# Task to carry out
The answer must be the lines from the one containing "Place a single" through the last line of the data below, copied exactly, with nothing else.
==============================
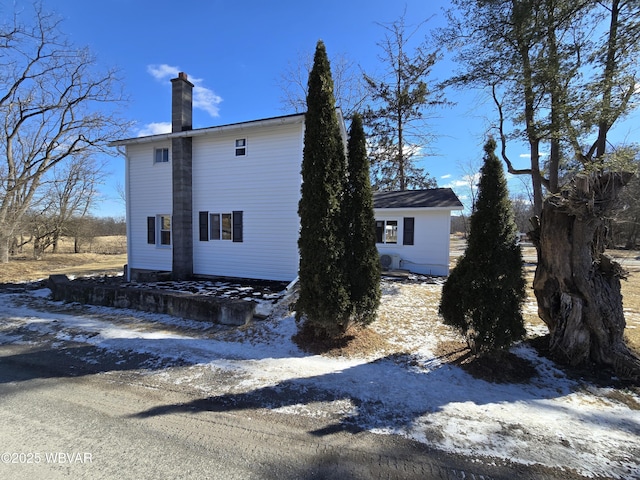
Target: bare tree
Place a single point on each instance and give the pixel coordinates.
(565, 72)
(399, 102)
(54, 106)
==============================
# Response
Place a single point on each instance and give the pixel coordinates.
(565, 72)
(399, 102)
(54, 106)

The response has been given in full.